▶ [Data excerpts]:
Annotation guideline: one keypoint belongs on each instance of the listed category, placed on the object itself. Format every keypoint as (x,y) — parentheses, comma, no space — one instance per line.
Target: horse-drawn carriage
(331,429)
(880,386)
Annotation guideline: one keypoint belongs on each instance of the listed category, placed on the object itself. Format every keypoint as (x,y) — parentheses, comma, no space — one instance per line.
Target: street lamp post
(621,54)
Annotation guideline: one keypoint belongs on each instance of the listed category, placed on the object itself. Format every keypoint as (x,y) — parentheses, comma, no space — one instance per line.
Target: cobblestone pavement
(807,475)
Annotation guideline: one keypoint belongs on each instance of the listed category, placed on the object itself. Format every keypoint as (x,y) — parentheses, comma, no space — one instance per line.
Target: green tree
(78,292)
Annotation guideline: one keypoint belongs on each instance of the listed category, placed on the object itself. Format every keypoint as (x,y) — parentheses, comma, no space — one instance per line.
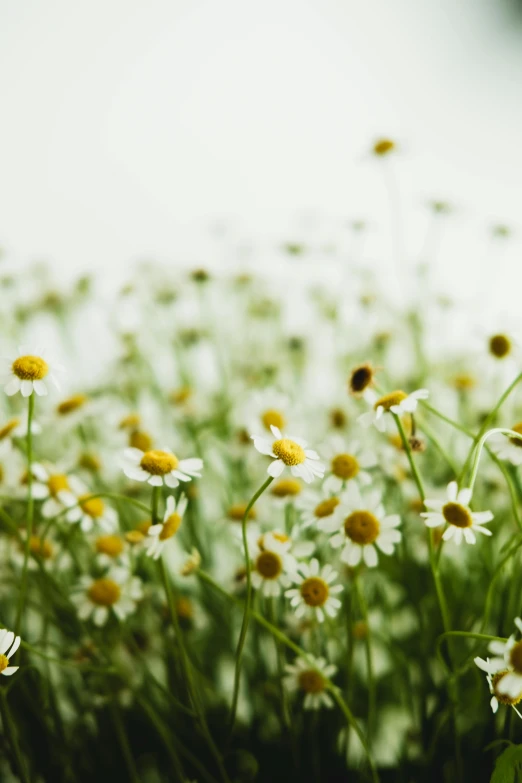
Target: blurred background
(134,130)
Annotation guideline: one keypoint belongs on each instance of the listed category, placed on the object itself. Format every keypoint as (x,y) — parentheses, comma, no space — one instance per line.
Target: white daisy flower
(159,534)
(273,562)
(348,462)
(8,640)
(397,402)
(28,371)
(310,677)
(289,452)
(117,592)
(509,449)
(360,525)
(315,594)
(158,467)
(456,513)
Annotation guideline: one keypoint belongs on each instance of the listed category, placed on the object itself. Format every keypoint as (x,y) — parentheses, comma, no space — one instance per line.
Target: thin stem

▶ [Task to complete]: Leave out the pictures and give the listing above again exactly.

▶ [Response]:
Annotation guideline: one keypoint belongs on each instance of the listed category, placed on the object itself. Format every keypoint as (x,y) — parentheses, comma, no space — one instance per line.
Target: horse-drawn carriage
(331,429)
(880,386)
Annotation guideline: one keypoint belongs on each instance of the listed category, placed on the object itself. Format every keypoint as (x,y) — parentheses, comma, no space — one instance per line.
Target: street lamp post
(621,54)
Annotation guideline: one keypoint belongs on each instance of the listed category, placed on the object itself. Format every keypoint as (x,y) — parentheses, comma, no space — one instance per line.
Target: cobblestone pavement
(807,475)
Annotation guideline: one keypoint belongs on each instance of the listed category, placed on the object itself. Format every keypoint as (x,y) — parentheses, comma, no space — one instance per line.
Target: green tree
(78,292)
Annotation guideline: one keypoint belongs on each instance of the listed category, placed on the object itself. Format every keypoint as (x,y) — parentheses, comma, no space — one instance per line.
Target: blurred background
(134,130)
Annotation guideline: one keypoint belongs on each instance of the listed category, placed on the object itself. Format every keypoint as (x,y) — parentheses, comma, no space — one instance per line.
Target: white daisy flower
(159,534)
(273,562)
(348,462)
(8,640)
(397,402)
(28,371)
(310,677)
(289,452)
(117,592)
(509,449)
(360,525)
(315,594)
(158,467)
(456,513)
Annotation guideline: one keypoint belongs on each instance of the listed category, placed on the object itself. Format every keypoint as (x,y) — parentheses, comma, no space — one instance per line.
Target: thin stem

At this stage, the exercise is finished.